++++ Source material
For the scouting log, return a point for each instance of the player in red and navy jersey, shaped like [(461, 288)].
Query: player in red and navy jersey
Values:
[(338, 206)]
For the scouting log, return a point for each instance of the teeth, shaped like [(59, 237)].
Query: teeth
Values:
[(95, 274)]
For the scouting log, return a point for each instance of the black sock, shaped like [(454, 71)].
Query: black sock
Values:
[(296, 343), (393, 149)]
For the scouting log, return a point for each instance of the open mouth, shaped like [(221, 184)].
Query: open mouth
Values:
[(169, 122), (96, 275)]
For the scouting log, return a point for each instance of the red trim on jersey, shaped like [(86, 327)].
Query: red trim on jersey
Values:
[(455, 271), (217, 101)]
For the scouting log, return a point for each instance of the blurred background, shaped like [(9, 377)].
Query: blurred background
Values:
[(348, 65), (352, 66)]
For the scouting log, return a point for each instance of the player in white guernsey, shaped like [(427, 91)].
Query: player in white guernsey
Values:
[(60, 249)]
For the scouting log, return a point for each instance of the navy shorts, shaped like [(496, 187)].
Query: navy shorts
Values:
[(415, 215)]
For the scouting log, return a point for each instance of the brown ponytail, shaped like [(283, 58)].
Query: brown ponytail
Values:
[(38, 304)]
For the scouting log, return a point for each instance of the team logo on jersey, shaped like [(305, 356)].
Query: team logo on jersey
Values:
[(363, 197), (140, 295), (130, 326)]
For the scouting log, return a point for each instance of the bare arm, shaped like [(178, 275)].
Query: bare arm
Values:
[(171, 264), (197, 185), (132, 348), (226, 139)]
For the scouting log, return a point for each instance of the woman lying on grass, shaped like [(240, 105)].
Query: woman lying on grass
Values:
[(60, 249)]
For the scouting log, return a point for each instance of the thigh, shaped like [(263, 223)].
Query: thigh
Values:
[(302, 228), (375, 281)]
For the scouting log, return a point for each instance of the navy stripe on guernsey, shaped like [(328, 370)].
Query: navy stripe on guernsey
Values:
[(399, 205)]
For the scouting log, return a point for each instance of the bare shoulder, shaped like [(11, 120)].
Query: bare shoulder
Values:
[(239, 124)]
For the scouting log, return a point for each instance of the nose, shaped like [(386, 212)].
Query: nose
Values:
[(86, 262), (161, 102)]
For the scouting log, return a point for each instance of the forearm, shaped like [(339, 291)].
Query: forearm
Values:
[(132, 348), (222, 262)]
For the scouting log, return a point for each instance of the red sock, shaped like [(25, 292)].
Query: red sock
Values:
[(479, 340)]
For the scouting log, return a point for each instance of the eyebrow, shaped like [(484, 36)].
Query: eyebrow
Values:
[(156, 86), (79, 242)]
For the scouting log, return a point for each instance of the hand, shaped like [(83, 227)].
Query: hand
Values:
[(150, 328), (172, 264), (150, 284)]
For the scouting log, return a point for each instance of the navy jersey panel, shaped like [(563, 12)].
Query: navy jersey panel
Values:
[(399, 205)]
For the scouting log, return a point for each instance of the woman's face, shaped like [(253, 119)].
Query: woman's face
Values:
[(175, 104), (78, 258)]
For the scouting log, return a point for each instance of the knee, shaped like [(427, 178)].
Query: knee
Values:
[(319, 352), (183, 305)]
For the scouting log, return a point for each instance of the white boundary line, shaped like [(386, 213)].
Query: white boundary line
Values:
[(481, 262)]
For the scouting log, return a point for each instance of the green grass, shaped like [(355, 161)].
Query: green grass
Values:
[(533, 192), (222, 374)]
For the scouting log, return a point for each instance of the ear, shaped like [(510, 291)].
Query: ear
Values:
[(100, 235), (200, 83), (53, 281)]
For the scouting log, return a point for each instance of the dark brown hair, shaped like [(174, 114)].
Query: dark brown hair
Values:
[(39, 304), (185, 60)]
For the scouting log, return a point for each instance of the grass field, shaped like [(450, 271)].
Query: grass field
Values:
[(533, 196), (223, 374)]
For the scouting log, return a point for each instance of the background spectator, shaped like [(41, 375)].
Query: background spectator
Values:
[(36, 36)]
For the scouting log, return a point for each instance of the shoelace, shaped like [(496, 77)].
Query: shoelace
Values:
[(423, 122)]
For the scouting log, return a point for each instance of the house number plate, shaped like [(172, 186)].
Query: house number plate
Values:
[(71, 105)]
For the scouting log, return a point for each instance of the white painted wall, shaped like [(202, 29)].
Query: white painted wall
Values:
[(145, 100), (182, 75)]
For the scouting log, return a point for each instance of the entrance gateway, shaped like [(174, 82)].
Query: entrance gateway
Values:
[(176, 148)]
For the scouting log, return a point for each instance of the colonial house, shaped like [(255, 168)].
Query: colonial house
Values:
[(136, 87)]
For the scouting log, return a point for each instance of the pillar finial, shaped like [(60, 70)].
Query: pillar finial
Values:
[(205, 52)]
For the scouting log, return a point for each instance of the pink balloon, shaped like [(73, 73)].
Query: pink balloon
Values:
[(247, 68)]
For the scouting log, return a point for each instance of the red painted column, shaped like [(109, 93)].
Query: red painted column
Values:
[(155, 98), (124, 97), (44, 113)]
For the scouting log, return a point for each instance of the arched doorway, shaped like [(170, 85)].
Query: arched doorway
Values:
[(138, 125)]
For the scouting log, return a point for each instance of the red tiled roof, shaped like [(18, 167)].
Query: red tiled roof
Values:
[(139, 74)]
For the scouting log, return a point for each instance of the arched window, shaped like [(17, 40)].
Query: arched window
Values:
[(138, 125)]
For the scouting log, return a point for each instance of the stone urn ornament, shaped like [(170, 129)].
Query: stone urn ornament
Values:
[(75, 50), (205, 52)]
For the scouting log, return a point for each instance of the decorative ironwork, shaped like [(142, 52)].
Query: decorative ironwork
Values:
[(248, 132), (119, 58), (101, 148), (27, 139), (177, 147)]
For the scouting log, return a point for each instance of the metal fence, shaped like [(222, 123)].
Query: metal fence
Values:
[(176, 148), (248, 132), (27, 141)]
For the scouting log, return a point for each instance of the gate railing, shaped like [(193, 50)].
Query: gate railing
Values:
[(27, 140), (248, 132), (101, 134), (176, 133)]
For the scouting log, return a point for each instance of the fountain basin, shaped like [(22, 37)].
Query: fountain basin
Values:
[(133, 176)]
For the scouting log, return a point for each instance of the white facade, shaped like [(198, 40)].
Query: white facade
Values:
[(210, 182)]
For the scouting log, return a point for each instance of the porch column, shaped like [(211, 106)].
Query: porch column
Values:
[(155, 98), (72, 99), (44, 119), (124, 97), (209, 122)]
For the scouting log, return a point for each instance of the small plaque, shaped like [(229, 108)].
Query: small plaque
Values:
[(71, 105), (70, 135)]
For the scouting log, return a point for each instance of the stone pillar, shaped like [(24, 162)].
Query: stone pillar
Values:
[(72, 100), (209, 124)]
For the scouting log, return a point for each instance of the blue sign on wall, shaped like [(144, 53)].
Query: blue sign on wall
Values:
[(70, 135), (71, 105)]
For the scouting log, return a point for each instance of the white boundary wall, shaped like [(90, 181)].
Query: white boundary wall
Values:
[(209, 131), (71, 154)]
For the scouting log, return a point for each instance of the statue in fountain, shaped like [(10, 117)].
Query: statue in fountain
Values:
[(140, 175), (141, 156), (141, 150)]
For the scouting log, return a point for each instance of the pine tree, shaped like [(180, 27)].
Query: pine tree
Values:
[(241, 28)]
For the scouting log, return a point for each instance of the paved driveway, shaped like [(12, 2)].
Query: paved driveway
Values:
++++++++
(Exercise) Each record shown above is to be given again exactly.

(Reply)
For the scouting log, return a point for each instance of the player in red and navy jersey, shaped like [(461, 288)].
Query: player in red and navy jersey
Values:
[(338, 206)]
For the scouting log, return a point for each instance of the teeth, shaped like [(59, 237)].
Query: teeth
Values:
[(95, 274)]
For the scouting log, return a point for each instance of the black sock, shaped like [(454, 71)].
Query: black sock
Values:
[(296, 343), (393, 149)]
For the scouting log, return a point for each instance of the open mouth, shaped like [(221, 184)].
Query: open mouth
Values:
[(169, 122), (96, 275)]
For the scouting log, return a point for each instance of the red trim on jersey, shaped like [(86, 327)].
Query: red trim on jersey
Values:
[(455, 271), (217, 101)]
For the scouting log, return a point for each instance of the blurred background, shaped like [(9, 377)].
Query: blurred background
Values:
[(348, 65), (352, 66)]
For the scouting log, return a point for each instance of the player in white guernsey, shaped like [(427, 91)].
Query: player in white guernsey
Values:
[(60, 249)]
For the scouting log, return a point for each instance of the navy shorts, shaped like [(496, 187)].
Query: navy shorts
Values:
[(415, 215)]
For the scouting log, return a point for each instance of the brown ponytail, shaped like [(283, 58)].
Query: brown ponytail
Values:
[(38, 304)]
For the scouting log, return a point for each instance of the team logo on jersey, shaped like [(305, 356)].
Query: team logo on jersey
Values:
[(363, 197), (140, 295), (130, 326)]
For the scouting log, return a point for each instance of the bare arm, shaped like [(178, 275)].
Query: bare arm
Values:
[(171, 264), (197, 185), (132, 348), (226, 139)]
For the scouting log, return a point for each instance of the woman lying on grass, shaped like [(240, 105)].
Query: woman lying on grass
Values:
[(60, 249)]
For the scouting log, return a point for each instance of the thigh, shaped like [(263, 223)].
Query: thigh
Values:
[(302, 228), (375, 281)]
For the scouting log, return a point for each instance of the navy stripe on guernsey, shaped like [(328, 370)].
Query: navy stripe on guernsey
Values:
[(399, 205)]
For the scouting log, return a point for each instance of the bare shoulder, shaped like [(11, 120)].
Query: bare shoulder
Values:
[(239, 124)]
For the scouting log, return a point for each instance of the nose, shaped like [(386, 212)].
Query: nose
Values:
[(86, 262), (161, 102)]
For the scouting log, return a point for each instance of the forearm, shaped like [(339, 291)].
Query: forearm
Values:
[(132, 348), (222, 262)]
For the scouting log, return a point for each instance of the red sock, shaped like [(25, 292)].
Query: red sock
Values:
[(479, 340)]
For the scouting log, return a point for each instance of the eyebrow, shaped like [(484, 36)].
Query: eyebrow
Values:
[(156, 86), (79, 242)]
For the scouting log, return a point for each instance of the hand, shaped like [(83, 227)].
Query: hand
Values:
[(150, 328), (172, 264), (150, 284)]
For the scouting log, return a point for each instance of the navy jersey panel, shaped like [(563, 12)].
Query: navy jersey panel
Values:
[(399, 205)]
For the scouting log, return a point for each instance of the woman's face, shaped like [(253, 119)].
Query: woman's face
Values:
[(175, 104), (78, 258)]
For the scouting log, return a point for each instance of the knee, shaped like [(427, 178)].
Query: knee
Values:
[(319, 352), (183, 305)]
For the scouting log, return a point for each instance of the white boundary line, shaped like [(386, 213)].
Query: white boundary line
Values:
[(481, 262)]
For the scouting log, return a point for each instance of the green grass, shaped like [(355, 161)].
Query: green grass
Values:
[(533, 192), (222, 374)]
For the scouting log, return a point for each instance of the ear, shaped like [(510, 291)].
Query: ear
Values:
[(100, 235), (200, 83), (53, 281)]
For the scouting log, return a point for each instance of the dark brown hair, shaped like [(174, 114)].
Query: dark brown hair
Values:
[(39, 304), (185, 60)]
For the scouting log, return a point for each instance of the grass field, shaped like [(450, 271)].
Query: grass field
Values:
[(533, 196), (223, 374)]
For the scouting log, return a point for each instance of the background spectator, shaped like [(41, 375)].
Query: background spectator
Values:
[(36, 36)]
For the scouting log, return a point for each instance of the shoelace, shaped like [(496, 77)].
Query: shoelace
Values:
[(423, 122)]
For the scouting log, return a point for each instance of the house number plate, shaped like [(172, 186)].
Query: house number plate
Values:
[(71, 105)]
For the scouting log, return a point for each instance of the white painted wall, shaped like [(202, 29)].
Query: white painted wall
Values:
[(145, 100), (182, 75)]
For the scouting log, return a point for each instance of the entrance gateway, shaped like [(174, 82)].
Query: entrance gateway
Values:
[(176, 148)]
For the scouting log, return a point for each instance of the colonial house, shaped like [(255, 168)].
Query: colonial house
Values:
[(136, 87)]
For the scouting log, return a point for each instance of the pillar finial, shaped like [(60, 70)].
Query: pillar finial
Values:
[(205, 52)]
For the scouting log, return a point for each instance of the pink balloon, shaped like [(73, 73)].
Query: pink balloon
Values:
[(247, 68)]
For the scouting log, return a point for each instance of the red painted column, shaped like [(109, 93)].
Query: red painted column
Values:
[(155, 98), (124, 97), (44, 113)]
For the scouting log, return a point for each instance of the arched doorway, shaped like [(170, 85)].
Query: arched doorway
Values:
[(138, 125)]
For the scouting log, return a point for each instance of the red tiled roof, shaped like [(18, 167)].
Query: red tiled roof
Values:
[(139, 74)]
For the scouting log, return a point for each instance of the arched window, shaped like [(17, 40)].
Query: arched window
Values:
[(138, 125)]
For the scouting log, return a point for each instance of the stone urn ornament, shaped like [(170, 129)].
Query: stone urn ornament
Values:
[(75, 50), (205, 52)]
For the scouting log, return a point for each instance of the decorative ironwork, shaped like [(142, 52)].
Query: decorative ironwork
Values:
[(248, 132), (119, 58), (101, 148), (27, 139), (177, 147)]
For the scouting log, return a point for each instance of the metal fence, shaped like [(222, 123)].
Query: metal fence
Values:
[(176, 148), (248, 132), (27, 141)]
For the scouting log, return a point for each instance of the gate railing, shaped like [(193, 50)].
Query: gate railing
Values:
[(27, 140), (248, 132), (101, 134), (176, 133)]
For the scouting log, return a point for each instance of the fountain basin, shaped like [(22, 37)].
Query: fountain basin
Values:
[(133, 176)]
For the scouting log, return a point for each instance of the white facade, shaped like [(198, 40)].
Query: white facade
Values:
[(210, 182)]
For the scouting log, return a point for each instance of the porch column, shaped like [(211, 106)].
Query: porch column
Values:
[(155, 98), (72, 99), (44, 119), (124, 97), (209, 122)]
For the scouting log, return a point for each instance of the small plaque, shaped like [(229, 108)].
Query: small plaque
Values:
[(71, 105), (70, 135)]
For the scouting log, return a point for each instance of the stone pillar, shaped like [(24, 162)].
Query: stone pillar
Values:
[(72, 100), (209, 124)]
For the scouting log, return a point for each instance of the blue sign on wall, shaped like [(144, 53)].
Query: blue sign on wall
Values:
[(70, 135), (71, 105)]
For the scouting log, return a point for each instance of the white boundary wall, shaped like [(90, 181)].
Query: white boundary wall
Values:
[(209, 131), (71, 154)]
For the scouting log, return a point for each instance of the statue in fountain, shaped like [(10, 117)].
Query: statue in fountain
Values:
[(140, 175), (141, 156), (141, 150)]
For the scouting log, return a point for each instance of the pine tree, shaped like [(180, 27)].
Query: pine tree
Values:
[(241, 28)]
For the scouting log, return a point for each instance of the paved driveway, shaped like [(12, 2)].
Query: paved driveway
Values:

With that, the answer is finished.